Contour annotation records
>> begin

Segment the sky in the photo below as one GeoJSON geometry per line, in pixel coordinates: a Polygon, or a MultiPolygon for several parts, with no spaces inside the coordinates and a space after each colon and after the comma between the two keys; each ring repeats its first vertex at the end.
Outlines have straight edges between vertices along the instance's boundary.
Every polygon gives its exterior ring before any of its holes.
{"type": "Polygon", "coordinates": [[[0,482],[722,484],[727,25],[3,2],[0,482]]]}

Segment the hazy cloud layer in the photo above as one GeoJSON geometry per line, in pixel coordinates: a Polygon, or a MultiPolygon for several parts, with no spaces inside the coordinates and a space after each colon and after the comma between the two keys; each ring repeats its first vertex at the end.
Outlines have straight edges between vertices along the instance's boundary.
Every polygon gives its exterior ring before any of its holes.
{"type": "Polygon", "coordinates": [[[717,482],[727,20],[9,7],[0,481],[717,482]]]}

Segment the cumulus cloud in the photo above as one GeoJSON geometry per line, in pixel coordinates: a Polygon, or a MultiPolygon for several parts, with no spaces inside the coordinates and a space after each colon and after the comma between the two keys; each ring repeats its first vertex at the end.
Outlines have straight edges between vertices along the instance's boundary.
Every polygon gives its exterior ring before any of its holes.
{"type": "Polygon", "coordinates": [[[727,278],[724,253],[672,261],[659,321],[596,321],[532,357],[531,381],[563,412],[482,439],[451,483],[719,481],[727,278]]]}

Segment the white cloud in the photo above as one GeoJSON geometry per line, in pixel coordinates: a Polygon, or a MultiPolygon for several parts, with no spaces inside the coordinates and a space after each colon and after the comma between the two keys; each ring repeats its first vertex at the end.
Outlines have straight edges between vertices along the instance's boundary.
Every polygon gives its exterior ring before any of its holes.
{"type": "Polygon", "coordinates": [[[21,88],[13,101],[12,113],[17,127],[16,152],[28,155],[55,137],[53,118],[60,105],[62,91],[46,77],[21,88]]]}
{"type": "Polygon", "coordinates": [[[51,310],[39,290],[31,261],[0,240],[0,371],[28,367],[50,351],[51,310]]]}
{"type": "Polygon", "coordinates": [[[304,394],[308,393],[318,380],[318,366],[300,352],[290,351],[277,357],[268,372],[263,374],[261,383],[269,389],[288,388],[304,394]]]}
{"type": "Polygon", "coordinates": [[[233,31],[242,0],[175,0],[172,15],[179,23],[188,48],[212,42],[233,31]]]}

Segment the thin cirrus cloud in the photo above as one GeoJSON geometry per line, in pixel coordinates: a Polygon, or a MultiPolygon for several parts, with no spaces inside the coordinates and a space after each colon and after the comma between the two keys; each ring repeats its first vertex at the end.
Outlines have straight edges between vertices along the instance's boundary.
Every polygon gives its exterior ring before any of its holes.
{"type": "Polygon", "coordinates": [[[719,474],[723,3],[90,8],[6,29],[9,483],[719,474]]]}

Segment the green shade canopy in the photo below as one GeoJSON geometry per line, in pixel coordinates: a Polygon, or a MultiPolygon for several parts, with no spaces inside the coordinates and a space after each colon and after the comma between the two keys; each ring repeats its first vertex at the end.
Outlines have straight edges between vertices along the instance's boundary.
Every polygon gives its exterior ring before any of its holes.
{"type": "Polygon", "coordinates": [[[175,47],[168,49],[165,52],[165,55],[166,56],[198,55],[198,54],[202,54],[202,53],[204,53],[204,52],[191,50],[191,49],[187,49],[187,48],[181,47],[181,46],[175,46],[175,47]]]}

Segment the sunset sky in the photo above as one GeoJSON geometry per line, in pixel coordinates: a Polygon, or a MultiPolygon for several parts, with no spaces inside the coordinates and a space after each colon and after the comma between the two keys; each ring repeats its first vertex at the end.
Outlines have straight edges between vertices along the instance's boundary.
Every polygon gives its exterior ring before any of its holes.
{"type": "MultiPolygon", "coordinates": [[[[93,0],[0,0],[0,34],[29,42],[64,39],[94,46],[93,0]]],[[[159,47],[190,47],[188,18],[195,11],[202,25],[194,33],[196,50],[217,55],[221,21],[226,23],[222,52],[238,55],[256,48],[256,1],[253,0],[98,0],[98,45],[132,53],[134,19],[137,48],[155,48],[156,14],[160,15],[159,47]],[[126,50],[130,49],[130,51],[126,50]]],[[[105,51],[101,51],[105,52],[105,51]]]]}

>> end

Give an exact copy of all the data shown above.

> **Problem solution**:
Segment the sky in the photo below as one GeoJSON geometry per line, in pixel coordinates: a Polygon, or a MultiPolygon for several parts, with no spaces inside the coordinates and a space after each colon and after the comma between the two keys; each ring repeats its first vertex at the end.
Outlines have straight edges between vertices along the instance's boundary.
Every polygon gives its exterior ring before any of its holes.
{"type": "Polygon", "coordinates": [[[0,482],[722,484],[727,25],[3,2],[0,482]]]}

Segment the hazy cloud layer in the photo above as one GeoJSON geometry per line, in pixel coordinates: a Polygon, or a MultiPolygon for several parts, with no spaces inside the coordinates and a space after each colon and after the comma between the two keys; each ring repeats its first vertex at the end.
Outlines have straight edges between vertices along the instance's boundary.
Every polygon gives its exterior ring before any of its holes.
{"type": "Polygon", "coordinates": [[[717,482],[727,20],[9,7],[0,481],[717,482]]]}

Segment the cumulus cloud in the photo above as one GeoJSON geometry per line, in pixel coordinates: a Polygon, or a MultiPolygon for several parts, with no spaces inside the coordinates and a space after each colon and after the comma between the two keys; each ring repeats its first vertex at the end.
Outlines have straight edges between vertices along the instance's boundary.
Every polygon gives its exterior ring before any of its holes.
{"type": "Polygon", "coordinates": [[[727,278],[724,253],[672,261],[659,321],[596,321],[532,357],[531,381],[563,412],[482,439],[451,483],[719,481],[727,278]]]}

Segment the white cloud in the photo above as one GeoJSON geometry per line, in pixel coordinates: a Polygon, or a MultiPolygon for several parts, with no spaces inside the coordinates and a space after each colon and after the comma between the two keys; each ring repeats its first vertex at the end.
Outlines have straight edges between vertices along the instance's boundary.
Every polygon gives its exterior ring before any of its holes.
{"type": "Polygon", "coordinates": [[[21,88],[13,101],[12,113],[17,127],[16,152],[28,155],[55,137],[53,118],[60,105],[62,91],[46,77],[21,88]]]}
{"type": "Polygon", "coordinates": [[[51,310],[39,290],[31,261],[0,240],[0,371],[28,367],[50,351],[51,310]]]}
{"type": "Polygon", "coordinates": [[[304,394],[308,393],[318,380],[318,366],[300,352],[290,351],[277,357],[268,372],[263,374],[261,383],[269,389],[288,388],[304,394]]]}
{"type": "Polygon", "coordinates": [[[233,31],[242,0],[175,0],[172,15],[179,23],[188,48],[212,42],[233,31]]]}

Segment the thin cirrus cloud in the photo above as one GeoJSON geometry per line, in pixel coordinates: a Polygon, or a MultiPolygon for several parts, with no spaces inside the coordinates and a space after each colon and after the comma between the two keys; each ring repeats its first vertex at the end.
Outlines have straight edges between vertices along the instance's boundary.
Every polygon gives its exterior ring before any of its holes.
{"type": "Polygon", "coordinates": [[[719,474],[723,3],[90,8],[6,29],[9,483],[719,474]]]}

Segment the green shade canopy in the photo below as one GeoJSON geometry per line, in pixel coordinates: a Polygon, or a MultiPolygon for several parts, with no spaces inside the coordinates and a space after each colon and after the comma between the two keys; each ring repeats its first vertex at the end.
Outlines have straight edges between vertices along the instance's boundary.
Every polygon gives its exterior ring before any of its holes.
{"type": "Polygon", "coordinates": [[[175,47],[168,49],[165,52],[165,55],[166,56],[198,55],[198,54],[202,54],[202,53],[204,53],[204,52],[191,50],[191,49],[187,49],[187,48],[181,47],[181,46],[175,46],[175,47]]]}

Segment the sunset sky in the photo above as one GeoJSON geometry per line, in pixel coordinates: a Polygon, or a MultiPolygon for several parts, with no spaces inside the coordinates and a space after each colon and after the comma between the two keys; each ring repeats its first vertex at the end.
Outlines have straight edges between vertices along the instance's boundary.
Every polygon gives its exterior ring before any of its holes.
{"type": "MultiPolygon", "coordinates": [[[[93,0],[0,0],[0,34],[29,42],[64,39],[94,46],[93,0]]],[[[159,47],[190,47],[188,18],[195,11],[202,25],[194,33],[196,50],[217,55],[221,21],[226,23],[222,52],[238,55],[256,48],[256,1],[253,0],[98,0],[98,45],[132,53],[134,19],[137,48],[155,48],[156,14],[160,15],[159,47]],[[126,50],[130,49],[130,51],[126,50]]],[[[105,51],[101,51],[105,52],[105,51]]]]}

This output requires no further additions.